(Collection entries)

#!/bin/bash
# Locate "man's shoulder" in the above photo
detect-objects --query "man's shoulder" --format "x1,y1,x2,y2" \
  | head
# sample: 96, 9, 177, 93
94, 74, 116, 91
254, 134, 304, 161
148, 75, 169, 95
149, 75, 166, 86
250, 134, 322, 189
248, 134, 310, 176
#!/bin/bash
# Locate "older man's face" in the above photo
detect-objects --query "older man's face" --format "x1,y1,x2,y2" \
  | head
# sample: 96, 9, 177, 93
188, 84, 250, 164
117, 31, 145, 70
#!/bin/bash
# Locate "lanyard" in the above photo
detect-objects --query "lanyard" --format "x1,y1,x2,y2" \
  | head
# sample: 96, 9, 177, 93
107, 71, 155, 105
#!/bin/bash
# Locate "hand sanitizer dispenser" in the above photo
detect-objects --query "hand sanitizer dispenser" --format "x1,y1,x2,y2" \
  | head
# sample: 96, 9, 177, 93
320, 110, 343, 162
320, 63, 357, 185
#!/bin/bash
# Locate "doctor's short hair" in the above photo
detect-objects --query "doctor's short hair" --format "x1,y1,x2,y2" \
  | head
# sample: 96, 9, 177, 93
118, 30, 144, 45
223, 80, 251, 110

## Exercise details
Repeat, exactly and in full, the records shown above.

## Result of the exercise
#!/bin/bash
# Locate "man's shoulder" in the above photo
detect-objects --query "man's shoulder" --format "x1,y1,x2,y2" \
  | head
# sample: 96, 9, 177, 93
94, 74, 116, 91
254, 134, 304, 161
148, 75, 169, 95
149, 75, 166, 86
250, 134, 322, 189
248, 134, 310, 176
#!/bin/bash
# Locate "older man's face" in the above photo
detect-objects --query "older man's face" --format "x1,y1,x2,y2" \
  | head
# sample: 96, 9, 177, 93
188, 84, 250, 164
117, 31, 145, 70
#!/bin/bash
# Locate "lanyard" in the above photo
detect-objects --query "lanyard" --format "x1,y1,x2,y2" \
  | head
# sample: 96, 9, 177, 93
107, 71, 155, 105
#!/bin/bash
# Locate "hand sanitizer dispenser" in the above photo
detect-objects --query "hand sanitizer dispenser" --format "x1,y1,x2,y2" \
  | head
# sample: 96, 9, 177, 93
320, 110, 343, 162
320, 63, 357, 185
#!/bin/bash
# Locate "doctor's short hair" in the above photo
detect-objects --query "doctor's short hair" --format "x1,y1,x2,y2" \
  | head
# sample: 96, 9, 177, 93
118, 30, 144, 45
223, 80, 251, 110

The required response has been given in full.